### EXTRAIT DU DOCUMENT ###

C’est dur d’en vouloir à M.I.A. La créativité lui sort de partout, elle fait de bons albums, elle sait s’entourer… De la dance, certes, mais de la dance intelligente, engageante, explosive. Du coup, même après un concert douteux comme celui qu’elle a livré au Métropolis, au printemps 2008 (le son était déplorable et elle faussait à qui mieux mieux), on lui a tout pardonné. On a accueilli son petit dernier, ///Y/, à bras ouverts, et on a réservé notre soirée du 21 septembre pour aller la saluer de nouveau, au même Métropolis.
Après tout, les choses ne peuvent aller qu’en s’améliorant… Avec tous les albums qu’elle vend, les moyens à sa disposition et les adjuvants à son côté, son concert ne peut que devenir meilleur avec le temps, pas vrai?
Si ça se trouve, sa prestation de mardi était pire encore que celle d’il y a deux ans. Pire que celle donnée au festival Osheaga, l’année d’avant. Une impression évidemment nourrie par ce refus obstiné de polir l’affaire, de combler ses lacunes… Elle exaspère à ainsi plafonner.
Encore une fois, elle a assuré une présence forte malgré sa petite carrure. Elle s’est bien trémoussée. Elle a détonné avec son costume de Bédouin, son one-piece rayé et ses trois choristes voilées. Encore une fois, elle était bien entourée: une hypewoman efficace (Cherry, du duo britannique De Tropix) et surtout, une poignée de b-boys vraiment habiles, plutôt originaux dans le genre. Est-ce un hasard que le plus éclatant, le plus talentueux d’entre eux soit un rouquin? Sûrement pas.

### LIGNES PRÉSENTÉES ###

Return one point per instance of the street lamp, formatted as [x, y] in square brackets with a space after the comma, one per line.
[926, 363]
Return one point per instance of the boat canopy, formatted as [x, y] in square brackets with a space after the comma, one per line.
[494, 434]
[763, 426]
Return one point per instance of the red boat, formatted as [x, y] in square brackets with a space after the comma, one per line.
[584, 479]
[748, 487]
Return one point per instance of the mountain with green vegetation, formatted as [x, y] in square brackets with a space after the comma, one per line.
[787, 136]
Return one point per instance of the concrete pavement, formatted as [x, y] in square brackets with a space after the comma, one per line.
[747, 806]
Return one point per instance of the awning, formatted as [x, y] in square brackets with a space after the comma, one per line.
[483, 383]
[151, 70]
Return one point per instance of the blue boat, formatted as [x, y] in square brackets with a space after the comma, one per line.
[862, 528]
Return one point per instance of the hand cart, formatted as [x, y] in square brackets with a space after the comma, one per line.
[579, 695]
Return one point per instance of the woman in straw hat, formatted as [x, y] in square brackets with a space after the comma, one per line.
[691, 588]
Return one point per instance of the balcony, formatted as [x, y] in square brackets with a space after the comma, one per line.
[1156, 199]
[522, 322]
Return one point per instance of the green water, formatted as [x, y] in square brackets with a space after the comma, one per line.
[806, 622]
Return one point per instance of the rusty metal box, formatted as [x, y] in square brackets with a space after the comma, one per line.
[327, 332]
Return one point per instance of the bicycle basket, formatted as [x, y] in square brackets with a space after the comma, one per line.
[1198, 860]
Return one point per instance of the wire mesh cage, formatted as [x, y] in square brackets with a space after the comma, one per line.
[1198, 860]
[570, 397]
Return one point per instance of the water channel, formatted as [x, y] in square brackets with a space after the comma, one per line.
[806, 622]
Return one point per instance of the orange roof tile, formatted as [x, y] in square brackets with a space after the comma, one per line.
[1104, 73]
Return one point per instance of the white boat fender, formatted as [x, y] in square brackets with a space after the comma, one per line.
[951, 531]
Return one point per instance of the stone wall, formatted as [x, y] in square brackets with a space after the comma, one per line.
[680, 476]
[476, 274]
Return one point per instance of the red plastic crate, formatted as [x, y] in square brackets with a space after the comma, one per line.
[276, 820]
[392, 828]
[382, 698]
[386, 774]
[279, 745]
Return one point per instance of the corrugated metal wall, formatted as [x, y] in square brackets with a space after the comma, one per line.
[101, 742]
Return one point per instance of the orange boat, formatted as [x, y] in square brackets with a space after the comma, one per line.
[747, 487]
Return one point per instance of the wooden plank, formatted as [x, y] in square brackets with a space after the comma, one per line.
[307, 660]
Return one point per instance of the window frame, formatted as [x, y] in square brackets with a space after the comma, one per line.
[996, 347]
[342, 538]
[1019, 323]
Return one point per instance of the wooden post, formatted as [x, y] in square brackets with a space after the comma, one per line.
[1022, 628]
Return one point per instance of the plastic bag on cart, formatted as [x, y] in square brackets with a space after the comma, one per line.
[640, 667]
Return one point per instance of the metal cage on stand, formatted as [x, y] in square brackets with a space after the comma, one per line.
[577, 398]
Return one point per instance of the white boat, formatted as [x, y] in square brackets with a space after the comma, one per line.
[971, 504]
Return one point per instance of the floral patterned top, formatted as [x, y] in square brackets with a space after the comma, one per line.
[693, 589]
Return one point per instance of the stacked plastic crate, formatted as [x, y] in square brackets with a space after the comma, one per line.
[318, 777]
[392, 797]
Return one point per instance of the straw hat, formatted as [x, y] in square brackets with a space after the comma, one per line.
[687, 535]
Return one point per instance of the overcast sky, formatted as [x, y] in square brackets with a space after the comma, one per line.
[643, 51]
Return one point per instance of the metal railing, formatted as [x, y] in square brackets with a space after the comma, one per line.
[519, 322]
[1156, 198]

###

CONSIGNE DE TRAVAIL 1: Dans la critique de concert ci-dessus, réécrivez sous forme de liste plus courte le paragraphe qui commence par « Encore une fois, elle a assuré une présence forte », en conservant ses faits principaux.
CONSIGNE DE TRAVAIL 2: D'après la critique de concert, pour quelle date la soirée consacrée au nouveau concert de M.I.A. au Métropolis avait-elle été réservée ?
CONSIGNE DE TRAVAIL 3: Traduisez en anglais cette phrase de la critique de concert : « Encore une fois, elle a assuré une présence forte malgré sa petite carrure. »

VOTRE RÉPONSE 1:
- Malgré sa petite carrure, M.I.A. a assuré une présence forte et s'est bien trémoussée.
- Elle a détonné avec son costume de Bédouin, son one-piece rayé et ses trois choristes voilées.
- Elle était bien entourée : une hypewoman efficace (Cherry, du duo britannique De Tropix) et une poignée de b-boys habiles et plutôt originaux.
- Le plus éclatant et le plus talentueux de ces b-boys était un rouquin, ce qui n'est sûrement pas un hasard.

VOTRE RÉPONSE 2: Pour le 21 septembre.

VOTRE RÉPONSE 3: Once again, she had a strong presence despite her small frame.